Quoted passage
--------------------------------------------------

In dlmao/blbmethods: Bag of Little Bootstraps for Various Models

knitr::opts_chunk$set(
  collapse = TRUE,
  comment = "#>"
)
library(blbmethods)

Suppose we have a massive, high-dimensional dataset. Working on the whole dataset all at once is not practical, and map reduce does not give us accurate enough results. Hence we turn to bag of little bootstraps (BLB).

This package provides blb implementation for:

Linear Models
Random Forests
Logistic Regression

This vignette provides information on how the blb algorithm is implemented for each of the models, documentation on how to use the provided functions, and provides performance metrics on the package's multicore functions and C++ code.

Blblm

The first blb implementation of a statistical model provided by this package is linear models. The idea here is to divide a regression dataset into m parts and from each part, create B bootstrap models. We find estimates by reducing our models and confidence intervals by using bootstrap percentile confidence intervals then reducing.

Creating a Blblm Model

To create a blblm object, you need a dataframe containing the variables you need to fit a linear model. For our example, we will use the R dataset trees. We would like to fit Height + Volume on Girth.

head(trees)

There are a two additional arguments we have to consider here. We must decide the how many subsets to split our data into and how many bootstrap samples we want from each subset. Since trees is a small dataset, we can choose to split it into two and use 100 bootstrap samples.

model <- blblm(Girth ~ Height + Volume, data = trees, m = 2, B = 100)

Here, model_blblm is a blblm object. A blblm object contains two things: a list of the bootstrapped models for all of the subsets and the formula of the model. Using this object, you can perform obtain many of the blb estimates associated with linear models using the provided class functions as described below.

Blblm Object Functions

There are many functions that can be called on a blblm object.

print

Calling print on a blblm object will display the formula associated with the blblm object.

--------------------------------------------------

Material provided
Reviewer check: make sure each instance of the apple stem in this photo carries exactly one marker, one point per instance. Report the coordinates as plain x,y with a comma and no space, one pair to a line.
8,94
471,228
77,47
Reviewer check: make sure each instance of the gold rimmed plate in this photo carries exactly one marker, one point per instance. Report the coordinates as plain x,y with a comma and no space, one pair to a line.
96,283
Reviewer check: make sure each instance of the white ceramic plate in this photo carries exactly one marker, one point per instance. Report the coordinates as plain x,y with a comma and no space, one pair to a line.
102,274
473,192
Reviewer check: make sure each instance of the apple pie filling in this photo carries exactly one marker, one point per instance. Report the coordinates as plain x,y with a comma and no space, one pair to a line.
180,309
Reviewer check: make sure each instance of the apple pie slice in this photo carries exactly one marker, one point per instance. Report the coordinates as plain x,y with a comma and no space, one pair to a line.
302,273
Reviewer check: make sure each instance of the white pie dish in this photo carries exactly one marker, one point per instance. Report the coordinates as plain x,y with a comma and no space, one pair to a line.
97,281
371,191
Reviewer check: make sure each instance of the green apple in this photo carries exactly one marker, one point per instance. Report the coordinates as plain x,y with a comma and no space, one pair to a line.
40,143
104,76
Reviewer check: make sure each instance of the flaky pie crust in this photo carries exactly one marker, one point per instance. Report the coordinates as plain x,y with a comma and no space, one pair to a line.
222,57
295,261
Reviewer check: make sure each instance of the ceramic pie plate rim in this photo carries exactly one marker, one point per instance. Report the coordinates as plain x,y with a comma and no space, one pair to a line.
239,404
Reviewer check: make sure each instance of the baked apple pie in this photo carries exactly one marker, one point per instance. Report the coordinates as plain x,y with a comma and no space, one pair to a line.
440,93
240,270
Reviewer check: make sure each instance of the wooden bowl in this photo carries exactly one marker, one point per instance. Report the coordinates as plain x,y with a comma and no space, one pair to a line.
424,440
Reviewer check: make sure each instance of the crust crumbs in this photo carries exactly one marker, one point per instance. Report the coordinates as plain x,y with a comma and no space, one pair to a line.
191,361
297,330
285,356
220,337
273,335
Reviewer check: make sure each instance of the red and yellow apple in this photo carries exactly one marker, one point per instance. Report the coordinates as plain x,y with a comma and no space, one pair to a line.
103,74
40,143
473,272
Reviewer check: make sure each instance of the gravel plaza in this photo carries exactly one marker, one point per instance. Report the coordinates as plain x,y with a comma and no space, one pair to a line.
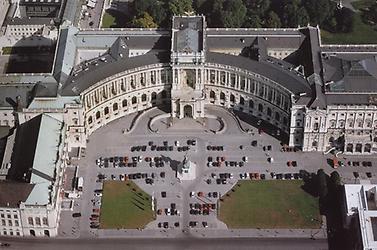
188,198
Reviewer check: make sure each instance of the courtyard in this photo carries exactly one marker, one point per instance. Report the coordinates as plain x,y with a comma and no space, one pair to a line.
269,204
125,205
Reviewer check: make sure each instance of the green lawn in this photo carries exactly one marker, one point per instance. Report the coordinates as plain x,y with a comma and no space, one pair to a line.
361,34
107,20
361,4
269,204
125,205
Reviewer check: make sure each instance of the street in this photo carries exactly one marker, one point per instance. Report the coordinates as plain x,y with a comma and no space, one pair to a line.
169,244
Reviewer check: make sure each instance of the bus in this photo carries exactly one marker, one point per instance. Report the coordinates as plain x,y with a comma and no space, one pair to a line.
80,183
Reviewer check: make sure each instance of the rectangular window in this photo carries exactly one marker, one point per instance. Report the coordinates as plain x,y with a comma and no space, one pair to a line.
37,221
30,221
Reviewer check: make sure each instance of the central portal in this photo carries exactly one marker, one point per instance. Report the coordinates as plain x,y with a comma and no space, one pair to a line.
187,111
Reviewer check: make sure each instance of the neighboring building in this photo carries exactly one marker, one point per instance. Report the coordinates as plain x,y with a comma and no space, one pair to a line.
30,196
361,215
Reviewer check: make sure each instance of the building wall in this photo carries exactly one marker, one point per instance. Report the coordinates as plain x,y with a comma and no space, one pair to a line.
10,222
356,124
4,6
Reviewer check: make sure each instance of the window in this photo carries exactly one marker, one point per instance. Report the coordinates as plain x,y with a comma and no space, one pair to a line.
115,106
45,221
30,221
316,126
37,221
251,104
232,98
277,116
269,112
134,100
222,96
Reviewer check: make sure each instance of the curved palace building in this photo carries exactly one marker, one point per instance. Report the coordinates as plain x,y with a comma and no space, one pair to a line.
320,96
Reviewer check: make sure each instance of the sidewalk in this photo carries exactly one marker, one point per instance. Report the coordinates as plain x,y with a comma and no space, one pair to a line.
217,233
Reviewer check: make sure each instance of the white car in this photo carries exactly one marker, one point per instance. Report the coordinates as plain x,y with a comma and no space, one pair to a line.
98,194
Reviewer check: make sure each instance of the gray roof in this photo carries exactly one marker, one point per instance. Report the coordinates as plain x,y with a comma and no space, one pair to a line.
10,92
95,73
347,75
288,79
352,98
13,193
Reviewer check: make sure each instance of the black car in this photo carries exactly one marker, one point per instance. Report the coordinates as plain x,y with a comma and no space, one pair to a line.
193,223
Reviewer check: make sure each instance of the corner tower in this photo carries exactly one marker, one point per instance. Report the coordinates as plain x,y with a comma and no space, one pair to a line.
188,48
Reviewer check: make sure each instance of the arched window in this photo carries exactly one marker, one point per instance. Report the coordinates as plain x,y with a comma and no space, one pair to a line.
349,147
367,148
251,104
359,146
232,98
277,116
242,101
285,121
222,96
134,100
269,112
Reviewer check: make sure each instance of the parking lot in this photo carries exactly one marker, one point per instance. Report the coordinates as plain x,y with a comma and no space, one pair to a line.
151,160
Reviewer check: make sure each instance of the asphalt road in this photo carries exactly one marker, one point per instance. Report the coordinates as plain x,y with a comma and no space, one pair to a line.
169,244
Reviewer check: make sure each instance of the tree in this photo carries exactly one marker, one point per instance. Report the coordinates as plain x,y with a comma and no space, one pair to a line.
253,21
302,17
145,21
345,20
257,7
322,183
272,20
180,7
318,10
335,178
233,14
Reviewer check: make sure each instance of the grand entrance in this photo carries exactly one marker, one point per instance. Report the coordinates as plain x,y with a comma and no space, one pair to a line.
187,110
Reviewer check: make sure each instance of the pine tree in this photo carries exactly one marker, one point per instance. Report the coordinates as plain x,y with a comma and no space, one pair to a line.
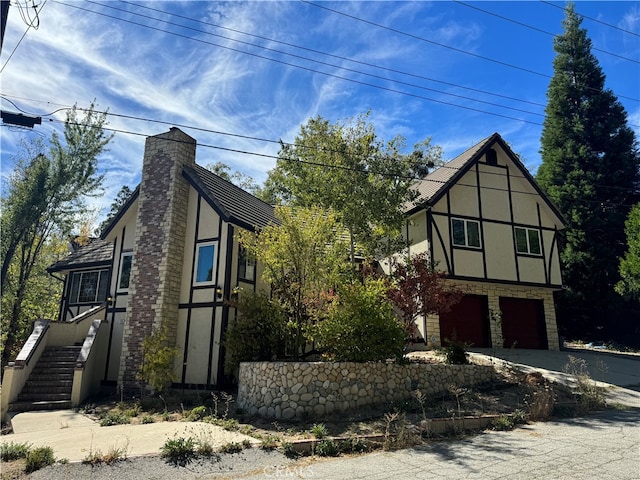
590,168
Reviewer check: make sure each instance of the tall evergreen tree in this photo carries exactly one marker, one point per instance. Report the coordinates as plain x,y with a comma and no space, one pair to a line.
590,168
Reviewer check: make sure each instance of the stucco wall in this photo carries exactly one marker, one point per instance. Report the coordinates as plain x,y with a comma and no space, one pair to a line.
293,389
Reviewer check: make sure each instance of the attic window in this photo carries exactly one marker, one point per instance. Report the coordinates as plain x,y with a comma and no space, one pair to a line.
492,157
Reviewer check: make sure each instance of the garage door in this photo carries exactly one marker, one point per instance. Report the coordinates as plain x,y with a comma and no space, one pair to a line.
467,321
523,323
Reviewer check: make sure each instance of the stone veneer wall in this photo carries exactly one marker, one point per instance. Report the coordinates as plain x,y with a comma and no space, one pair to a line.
159,246
293,389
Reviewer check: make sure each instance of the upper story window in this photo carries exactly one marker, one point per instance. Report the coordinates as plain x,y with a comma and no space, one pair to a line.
125,271
89,287
466,233
528,241
205,260
246,265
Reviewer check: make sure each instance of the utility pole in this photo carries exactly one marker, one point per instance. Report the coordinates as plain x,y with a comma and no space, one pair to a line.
4,13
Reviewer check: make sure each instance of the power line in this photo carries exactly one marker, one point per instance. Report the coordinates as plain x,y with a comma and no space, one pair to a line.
422,39
522,24
339,57
309,69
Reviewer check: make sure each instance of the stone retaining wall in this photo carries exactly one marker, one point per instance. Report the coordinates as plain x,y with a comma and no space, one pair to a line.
293,389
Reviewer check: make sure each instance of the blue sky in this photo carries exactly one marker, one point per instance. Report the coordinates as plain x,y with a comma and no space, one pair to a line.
233,74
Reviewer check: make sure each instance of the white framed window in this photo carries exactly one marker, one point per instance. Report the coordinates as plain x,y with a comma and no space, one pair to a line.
466,233
124,275
528,241
89,287
205,262
246,265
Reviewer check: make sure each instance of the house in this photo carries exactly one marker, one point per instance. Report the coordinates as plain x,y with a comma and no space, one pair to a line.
485,222
171,257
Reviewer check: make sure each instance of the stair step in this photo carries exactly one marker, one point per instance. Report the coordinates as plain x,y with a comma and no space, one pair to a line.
42,396
28,406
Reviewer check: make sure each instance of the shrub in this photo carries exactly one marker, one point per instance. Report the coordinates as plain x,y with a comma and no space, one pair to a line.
455,352
327,448
38,458
361,326
319,430
179,451
257,333
14,451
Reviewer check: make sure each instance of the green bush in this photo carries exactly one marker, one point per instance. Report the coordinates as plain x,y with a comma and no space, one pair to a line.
14,451
455,352
361,326
256,334
38,458
179,451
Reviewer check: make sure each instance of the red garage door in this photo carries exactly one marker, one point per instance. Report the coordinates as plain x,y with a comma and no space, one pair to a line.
467,321
523,323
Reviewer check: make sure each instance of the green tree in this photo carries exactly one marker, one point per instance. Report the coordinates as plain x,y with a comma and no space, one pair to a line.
590,169
257,333
630,263
46,194
345,167
303,258
121,198
361,326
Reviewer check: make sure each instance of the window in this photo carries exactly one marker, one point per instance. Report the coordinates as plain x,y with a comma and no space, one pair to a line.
246,265
89,287
528,241
125,271
466,233
204,262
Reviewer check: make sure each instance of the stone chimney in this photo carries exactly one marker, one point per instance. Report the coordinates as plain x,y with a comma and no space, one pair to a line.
156,273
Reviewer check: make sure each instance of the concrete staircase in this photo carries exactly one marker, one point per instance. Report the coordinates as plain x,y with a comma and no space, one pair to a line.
49,385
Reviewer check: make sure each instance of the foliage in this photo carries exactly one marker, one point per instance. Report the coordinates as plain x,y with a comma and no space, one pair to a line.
257,333
319,430
38,458
303,258
455,352
361,326
45,196
417,289
156,369
590,169
179,450
121,198
630,263
346,168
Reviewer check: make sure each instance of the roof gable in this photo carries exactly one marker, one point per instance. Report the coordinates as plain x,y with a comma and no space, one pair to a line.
232,203
435,185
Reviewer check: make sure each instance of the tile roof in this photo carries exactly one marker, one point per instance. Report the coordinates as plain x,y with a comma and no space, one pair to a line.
97,253
441,178
233,203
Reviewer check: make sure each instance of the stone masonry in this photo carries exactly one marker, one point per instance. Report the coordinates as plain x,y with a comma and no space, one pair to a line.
296,389
159,247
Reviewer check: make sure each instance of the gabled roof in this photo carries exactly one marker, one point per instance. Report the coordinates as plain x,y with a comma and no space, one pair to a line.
97,253
231,202
435,185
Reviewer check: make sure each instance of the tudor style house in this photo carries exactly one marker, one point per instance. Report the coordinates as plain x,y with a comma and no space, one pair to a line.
485,222
171,257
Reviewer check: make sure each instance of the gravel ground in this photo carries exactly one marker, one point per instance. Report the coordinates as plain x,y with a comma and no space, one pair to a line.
254,460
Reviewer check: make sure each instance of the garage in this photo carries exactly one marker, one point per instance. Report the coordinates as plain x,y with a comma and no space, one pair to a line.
523,324
467,321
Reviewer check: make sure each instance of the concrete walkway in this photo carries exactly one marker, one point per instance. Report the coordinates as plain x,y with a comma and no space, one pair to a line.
618,373
76,437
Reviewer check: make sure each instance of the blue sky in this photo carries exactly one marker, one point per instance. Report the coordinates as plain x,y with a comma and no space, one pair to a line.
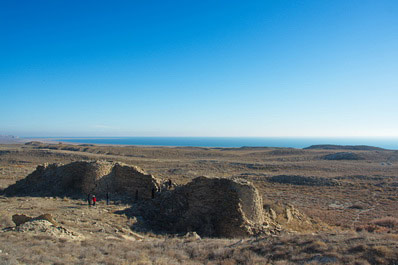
199,68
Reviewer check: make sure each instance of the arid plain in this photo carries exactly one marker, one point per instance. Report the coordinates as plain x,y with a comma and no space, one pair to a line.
351,199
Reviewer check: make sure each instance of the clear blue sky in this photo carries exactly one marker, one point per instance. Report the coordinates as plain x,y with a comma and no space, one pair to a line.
199,68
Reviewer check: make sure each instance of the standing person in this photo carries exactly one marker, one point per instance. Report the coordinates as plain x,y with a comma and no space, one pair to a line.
89,200
94,200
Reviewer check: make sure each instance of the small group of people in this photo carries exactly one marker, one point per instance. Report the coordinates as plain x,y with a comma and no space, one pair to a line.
91,199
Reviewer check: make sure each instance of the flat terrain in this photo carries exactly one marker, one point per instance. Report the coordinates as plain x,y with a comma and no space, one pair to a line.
348,195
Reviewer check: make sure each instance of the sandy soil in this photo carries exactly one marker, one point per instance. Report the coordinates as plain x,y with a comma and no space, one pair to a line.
367,190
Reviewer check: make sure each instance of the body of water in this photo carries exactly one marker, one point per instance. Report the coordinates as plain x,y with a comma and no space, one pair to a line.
231,141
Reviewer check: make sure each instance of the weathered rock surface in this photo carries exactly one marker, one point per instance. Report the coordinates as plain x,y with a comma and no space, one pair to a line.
212,207
96,177
217,207
343,156
301,180
20,219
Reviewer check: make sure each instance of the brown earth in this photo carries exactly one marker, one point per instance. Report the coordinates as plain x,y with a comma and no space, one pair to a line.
361,210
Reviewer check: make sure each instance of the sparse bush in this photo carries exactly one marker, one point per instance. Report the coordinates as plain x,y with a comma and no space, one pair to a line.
390,222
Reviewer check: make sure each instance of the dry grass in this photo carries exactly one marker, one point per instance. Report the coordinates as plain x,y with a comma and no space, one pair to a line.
343,205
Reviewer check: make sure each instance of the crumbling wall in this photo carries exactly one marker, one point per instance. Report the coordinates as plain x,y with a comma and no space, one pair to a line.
95,177
212,207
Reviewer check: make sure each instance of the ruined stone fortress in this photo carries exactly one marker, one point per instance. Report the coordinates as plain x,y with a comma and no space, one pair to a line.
215,207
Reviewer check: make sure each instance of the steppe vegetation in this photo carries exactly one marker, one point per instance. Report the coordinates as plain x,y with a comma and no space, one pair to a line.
354,203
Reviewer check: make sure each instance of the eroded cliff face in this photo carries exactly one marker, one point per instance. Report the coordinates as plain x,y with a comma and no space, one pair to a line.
212,207
98,177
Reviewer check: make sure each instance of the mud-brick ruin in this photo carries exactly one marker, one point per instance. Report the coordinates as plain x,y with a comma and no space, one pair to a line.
96,177
212,207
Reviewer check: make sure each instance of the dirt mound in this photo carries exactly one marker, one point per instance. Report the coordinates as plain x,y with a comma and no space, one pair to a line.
209,206
301,180
79,177
217,207
20,219
41,225
343,156
45,227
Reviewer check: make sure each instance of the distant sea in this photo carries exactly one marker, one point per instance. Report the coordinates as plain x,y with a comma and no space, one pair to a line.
230,141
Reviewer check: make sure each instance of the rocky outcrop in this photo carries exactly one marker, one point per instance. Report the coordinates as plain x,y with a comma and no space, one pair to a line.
98,177
343,156
212,207
20,219
302,180
345,147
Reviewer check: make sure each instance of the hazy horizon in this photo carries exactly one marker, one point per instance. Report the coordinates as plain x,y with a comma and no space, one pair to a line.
201,69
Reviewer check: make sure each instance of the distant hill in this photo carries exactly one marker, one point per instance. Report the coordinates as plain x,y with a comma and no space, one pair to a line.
345,147
9,139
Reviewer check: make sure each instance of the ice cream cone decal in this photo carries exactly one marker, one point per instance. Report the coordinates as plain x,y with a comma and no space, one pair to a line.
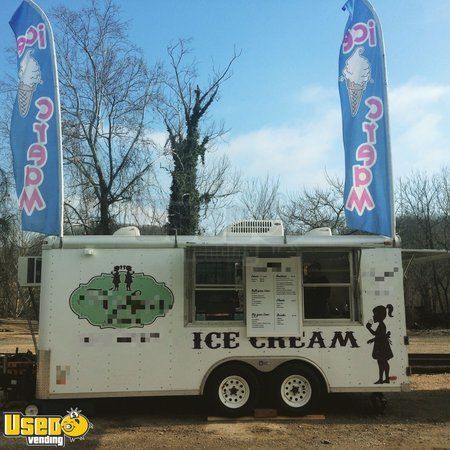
357,74
29,78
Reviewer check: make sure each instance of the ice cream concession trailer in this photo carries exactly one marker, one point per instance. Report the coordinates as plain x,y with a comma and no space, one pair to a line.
245,316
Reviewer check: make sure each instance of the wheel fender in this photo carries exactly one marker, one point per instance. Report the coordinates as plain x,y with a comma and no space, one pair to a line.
266,364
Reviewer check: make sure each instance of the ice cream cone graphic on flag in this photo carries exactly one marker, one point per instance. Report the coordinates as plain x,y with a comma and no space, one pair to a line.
29,78
356,74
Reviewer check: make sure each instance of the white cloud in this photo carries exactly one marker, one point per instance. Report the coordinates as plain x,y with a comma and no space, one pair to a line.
300,151
419,127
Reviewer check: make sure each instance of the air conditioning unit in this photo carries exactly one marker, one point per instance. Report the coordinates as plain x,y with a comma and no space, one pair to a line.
29,271
254,228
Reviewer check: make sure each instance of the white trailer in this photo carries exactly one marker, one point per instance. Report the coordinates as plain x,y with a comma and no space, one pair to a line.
238,317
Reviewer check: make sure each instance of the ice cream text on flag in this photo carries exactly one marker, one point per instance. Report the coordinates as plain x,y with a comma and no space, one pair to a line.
360,198
31,197
33,35
368,191
35,132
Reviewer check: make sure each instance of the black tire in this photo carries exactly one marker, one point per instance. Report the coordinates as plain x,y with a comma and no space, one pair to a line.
298,390
238,396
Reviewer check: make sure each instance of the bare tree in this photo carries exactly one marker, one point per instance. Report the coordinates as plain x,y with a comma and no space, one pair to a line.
190,134
424,222
259,199
315,208
218,183
106,93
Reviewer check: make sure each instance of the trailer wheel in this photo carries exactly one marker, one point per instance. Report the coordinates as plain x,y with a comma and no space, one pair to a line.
298,389
232,390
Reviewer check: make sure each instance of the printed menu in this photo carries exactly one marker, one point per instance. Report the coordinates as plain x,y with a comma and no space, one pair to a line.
272,286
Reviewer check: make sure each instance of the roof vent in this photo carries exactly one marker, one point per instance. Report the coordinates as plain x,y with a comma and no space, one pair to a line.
323,231
254,227
127,231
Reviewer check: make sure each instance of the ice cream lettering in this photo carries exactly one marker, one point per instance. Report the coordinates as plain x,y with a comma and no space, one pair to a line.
29,78
32,35
359,34
359,197
31,197
357,74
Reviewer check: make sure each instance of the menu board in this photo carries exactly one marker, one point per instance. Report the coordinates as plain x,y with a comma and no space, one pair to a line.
272,293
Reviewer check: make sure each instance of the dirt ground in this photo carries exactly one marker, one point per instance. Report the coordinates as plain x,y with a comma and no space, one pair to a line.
416,419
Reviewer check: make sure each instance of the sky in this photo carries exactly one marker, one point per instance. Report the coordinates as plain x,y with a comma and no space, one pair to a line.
282,103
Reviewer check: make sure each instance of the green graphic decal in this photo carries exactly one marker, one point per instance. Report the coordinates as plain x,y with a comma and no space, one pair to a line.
121,299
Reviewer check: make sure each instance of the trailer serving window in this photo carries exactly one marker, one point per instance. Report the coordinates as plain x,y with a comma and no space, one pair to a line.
217,285
327,285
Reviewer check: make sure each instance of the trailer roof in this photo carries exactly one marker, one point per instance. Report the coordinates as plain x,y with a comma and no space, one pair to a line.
139,242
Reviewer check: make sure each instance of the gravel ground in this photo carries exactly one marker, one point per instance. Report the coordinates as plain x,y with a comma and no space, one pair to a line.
417,419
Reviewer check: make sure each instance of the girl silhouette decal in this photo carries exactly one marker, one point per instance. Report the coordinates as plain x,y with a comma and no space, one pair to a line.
381,342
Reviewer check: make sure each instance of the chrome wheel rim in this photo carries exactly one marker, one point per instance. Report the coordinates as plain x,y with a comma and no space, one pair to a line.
234,392
296,391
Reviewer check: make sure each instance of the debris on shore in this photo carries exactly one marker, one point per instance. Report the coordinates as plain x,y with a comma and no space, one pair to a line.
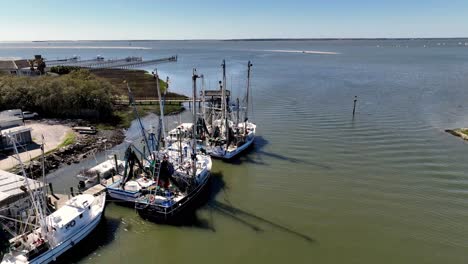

--------------------------------------------------

What the exercise asks
From the bag of little bootstraps page above, extract the passage from "This vignette provides" up to and including "Volume on Girth.", copied word for word.

Problem solution
This vignette provides information on how the blb algorithm is implemented for each of the models, documentation on how to use the provided functions, and provides performance metrics on the package's multicore functions and C++ code.

Blblm

The first blb implementation of a statistical model provided by this package is linear models. The idea here is to divide a regression dataset into m parts and from each part, create B bootstrap models. We find estimates by reducing our models and confidence intervals by using bootstrap percentile confidence intervals then reducing.

Creating a Blblm Model

To create a blblm object, you need a dataframe containing the variables you need to fit a linear model. For our example, we will use the R dataset trees. We would like to fit Height + Volume on Girth.